* [Text section]:
Prairieman Triathlon Race Report

Praireman-logo

What: Prairieman Triathlon (Texas State Championship)  – Olympic Distance

 
Where: Grand Prairie, Tx
Age Group: 30-35
Results: 4th overall in age group AKA dead-a** last
 
Race break down: 
Swim – 25:16:6
T1 – 3:46:2
Bike – 1:30:46

T2 – 1:56:9
Run – 1:01:28

 

 
The Pre-Race:
 
Saturday was a busy day for me. I wanted to get up early and scope out the race course. I set out to ride one loop of the bike course but ended up driving around the lake checking out the swim and run course. I was able to do a little riding however, not the entire course. It was all great and fun until I passed the open water swim start down by the lake. As soon as I saw the lake my heart sank and panic immediately set in. I couldn’t shake the fear of the open water. It’s funny because my last race I felt the same way but I did a lot better than I expected. I had comfort from that but there was something about staring into the open water that brought all the pre-race anxiety back. I finished up my ride and tried not to think about the swim.

* [Given records]:
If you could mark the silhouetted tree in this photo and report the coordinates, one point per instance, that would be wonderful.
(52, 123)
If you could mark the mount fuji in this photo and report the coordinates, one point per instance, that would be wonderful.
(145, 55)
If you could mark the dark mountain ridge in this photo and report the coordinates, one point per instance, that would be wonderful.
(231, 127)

--

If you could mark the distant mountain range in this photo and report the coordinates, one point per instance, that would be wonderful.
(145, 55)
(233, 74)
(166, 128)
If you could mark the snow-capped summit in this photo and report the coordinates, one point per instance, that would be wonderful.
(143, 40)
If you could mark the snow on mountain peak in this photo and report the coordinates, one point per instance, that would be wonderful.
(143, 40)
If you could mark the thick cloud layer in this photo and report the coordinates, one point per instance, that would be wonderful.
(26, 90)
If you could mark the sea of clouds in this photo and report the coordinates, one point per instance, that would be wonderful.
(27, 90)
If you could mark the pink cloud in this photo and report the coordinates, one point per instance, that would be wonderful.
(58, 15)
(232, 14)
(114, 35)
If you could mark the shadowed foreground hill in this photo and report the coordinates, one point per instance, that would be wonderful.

==

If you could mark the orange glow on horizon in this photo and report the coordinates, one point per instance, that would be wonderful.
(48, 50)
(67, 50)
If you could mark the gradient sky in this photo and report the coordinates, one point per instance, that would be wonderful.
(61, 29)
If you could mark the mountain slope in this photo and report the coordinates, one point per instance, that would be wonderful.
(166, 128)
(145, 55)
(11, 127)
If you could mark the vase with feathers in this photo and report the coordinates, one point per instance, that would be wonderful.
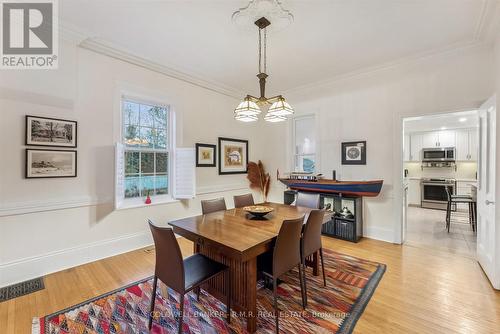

* [Aim 1]:
Answer these about the race report:
(a) In what city was the race held?
(b) What was the swim time?
(c) What did the writer set out to do on Saturday?
* [Aim 2]: Sum up the race report in two sentences.
* [Aim 3]: Write out everything in the race report from "T2 – 1:56:9" down to "about the swim.".
The records aren't needed here.

* [Response 1]:
(a) Grand Prairie, Texas
(b) 25:16:6
(c) Ride one loop of the bike course

* [Response 2]: The writer finished fourth in the 30-35 age group, which was last, at the Olympic-distance Prairieman Triathlon in Grand Prairie, Texas. On Saturday, while scouting the course, the writer panicked at the sight of the open-water swim start and tried not to think about the swim.

* [Response 3]:
T2 – 1:56:9
Run – 1:01:28

 

 
The Pre-Race:
 
Saturday was a busy day for me. I wanted to get up early and scope out the race course. I set out to ride one loop of the bike course but ended up driving around the lake checking out the swim and run course. I was able to do a little riding however, not the entire course. It was all great and fun until I passed the open water swim start down by the lake. As soon as I saw the lake my heart sank and panic immediately set in. I couldn’t shake the fear of the open water. It’s funny because my last race I felt the same way but I did a lot better than I expected. I had comfort from that but there was something about staring into the open water that brought all the pre-race anxiety back. I finished up my ride and tried not to think about the swim.